_DIRECTIVES_.
A: Rewrite the paragraph beginning "There is a lot of coding" from the Homework 5 text below as a short bulleted list that keeps its main facts.
B: Pick up the Homework 5 text below after its final sentence and write the next part.
>> START SOURCE PASSAGE
# Homework 5

## Parsing

This homework is written in literate Haskell; you can download the raw source to fill in yourself. You’re welcome to submit literate Haskell yourself, or to start fresh in a new file, literate or not.

Please submit homeworks via the DCI submission page.

There is a lot of coding in this assignment. Good luck! You can download working lexers and parsers for the pure lambda calculus to help you with problems 2 and 3. The starter includes two lexers—one in alex and one by hand—and two parsers—one in happy and one by hand, by recursive descent. (To install these tools, run `cabal install alex` and `cabal install happy` on your command line. They should already be installed on the lab machines.)

You should submit only one solution. You can mix and match: write the lexer however you want, then write the parser however you want. I find it most straightforward to lex manually and parse using happy, but play around and decide for yourself. Get started early.
>> END SOURCE PASSAGE
>> START PROVIDED MATERIAL
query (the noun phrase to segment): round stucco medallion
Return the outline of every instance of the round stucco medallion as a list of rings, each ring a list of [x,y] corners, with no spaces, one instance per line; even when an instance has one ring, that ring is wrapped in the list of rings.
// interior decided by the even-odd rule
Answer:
>> END PROVIDED MATERIAL
_RESPONSES BY TASK_.
A:
- The assignment involves a lot of coding.
- Working lexers and parsers for the pure lambda calculus can be downloaded to help with problems 2 and 3.
- The starter code has two lexers, one written in alex and one by hand.
- It also has two parsers, one written in happy and one by hand using recursive descent.
- To install the tools, run `cabal install alex` and `cabal install happy` on the command line. They should already be on the lab machines.

B:
You can test the code in the starter by unzipping it and running `make` in the `hw05_lc` directory. This should create an executable named `Main`, which can be run on any of the `.lc` files. Don’t worry if you don’t understand the code in `Main` yet—we’ll get to it soon.

You will need to submit all of your code, whether all in a single file (viable only if you write everything manually) or many files zipped up in one. If you submit more than one file, make it absolutely clear to the TAs which function runs your lexer and which runs your parser.

Problem 1: parse trees

Please do problem 4.2 from Mitchell, page 83.

Example 4.2 specifies that multiplication and division have higher precedence than addition and subtraction, and that operators of the same precedence are left associative, e.g., 6 - 2 - 1 is interpreted as being equivalent to (6 - 2) - 1 and not 6 - (2 - 1).

Problem 2: lexing the `Expr` language

``import Data.Char``

Write a lexer for the `Expr` language.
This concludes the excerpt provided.